▶ Directions: Print each of the entries exactly, leaving nothing out.

▶ Data entries:
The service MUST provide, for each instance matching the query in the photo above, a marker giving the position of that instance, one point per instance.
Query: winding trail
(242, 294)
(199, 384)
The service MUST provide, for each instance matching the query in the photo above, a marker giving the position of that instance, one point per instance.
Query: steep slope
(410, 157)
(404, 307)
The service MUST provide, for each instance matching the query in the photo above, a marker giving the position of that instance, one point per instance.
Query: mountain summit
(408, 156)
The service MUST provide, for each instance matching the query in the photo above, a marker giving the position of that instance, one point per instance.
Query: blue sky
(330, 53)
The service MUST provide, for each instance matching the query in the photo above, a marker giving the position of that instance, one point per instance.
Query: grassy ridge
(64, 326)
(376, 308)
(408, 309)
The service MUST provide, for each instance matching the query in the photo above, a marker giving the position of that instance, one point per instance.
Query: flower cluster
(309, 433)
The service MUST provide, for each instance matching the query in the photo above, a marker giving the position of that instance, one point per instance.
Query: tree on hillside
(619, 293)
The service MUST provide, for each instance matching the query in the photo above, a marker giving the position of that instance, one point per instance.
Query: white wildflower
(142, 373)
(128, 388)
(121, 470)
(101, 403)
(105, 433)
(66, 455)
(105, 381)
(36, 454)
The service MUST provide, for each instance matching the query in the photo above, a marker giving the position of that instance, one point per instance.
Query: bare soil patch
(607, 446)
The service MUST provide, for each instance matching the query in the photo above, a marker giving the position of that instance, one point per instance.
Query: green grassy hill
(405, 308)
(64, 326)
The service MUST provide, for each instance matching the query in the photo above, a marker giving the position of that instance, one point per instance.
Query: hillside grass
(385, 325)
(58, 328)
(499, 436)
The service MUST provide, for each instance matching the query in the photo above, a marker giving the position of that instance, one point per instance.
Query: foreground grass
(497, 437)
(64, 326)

▶ Final result:
The service MUST provide, for each instance matching the query in the photo above, a marker giving the position of that instance, one point per instance.
Query: winding trail
(242, 294)
(199, 384)
The service MUST provide, for each instance matching the query in the photo above, a marker giving the position of that instance, one point per instance.
Query: steep slope
(410, 157)
(404, 307)
The service MUST provide, for each instance matching the query in the photo above, a marker giving the position of that instance, one point per instance.
Query: mountain summit
(408, 156)
The service MUST provide, for each instance matching the query in the photo above, a marker giving the position of that instance, one point per instance.
Query: blue sky
(330, 53)
The service MUST provide, for each instance matching the query in the photo above, a marker giving the position of that instance, one point per instance.
Query: grassy ridge
(64, 326)
(376, 308)
(408, 309)
The service MUST provide, for each instance matching the query in the photo above, a marker giving the position of that instance, one point per instance.
Query: flower cluster
(309, 433)
The service MUST provide, for each instance matching the query in the photo above, a marker giving the position of that instance, one point per instance.
Query: tree on hillside
(619, 293)
The service MUST provide, for each instance matching the query in the photo above, a marker giving the position of that instance, one point per instance.
Query: white wildflower
(142, 373)
(128, 388)
(121, 470)
(101, 403)
(105, 433)
(66, 455)
(105, 381)
(36, 454)
The service MUST provide, for each instance matching the query in the photo above, a marker giving the position of that instance, one point per instance.
Query: bare soil patch
(607, 446)
The service MUST provide, for each instance matching the query in the photo above, a marker giving the position of that instance, one point per instance.
Query: green grassy hill
(405, 308)
(64, 326)
The service MUST provide, for each instance matching the query in the photo above, a marker giving the position of that instance, one point per instance.
Query: hillside grass
(385, 325)
(58, 328)
(499, 436)
The service MUST provide, for each instance matching the query in the photo above, a marker giving the position of that instance, one point per instance.
Query: foreground grass
(497, 437)
(64, 326)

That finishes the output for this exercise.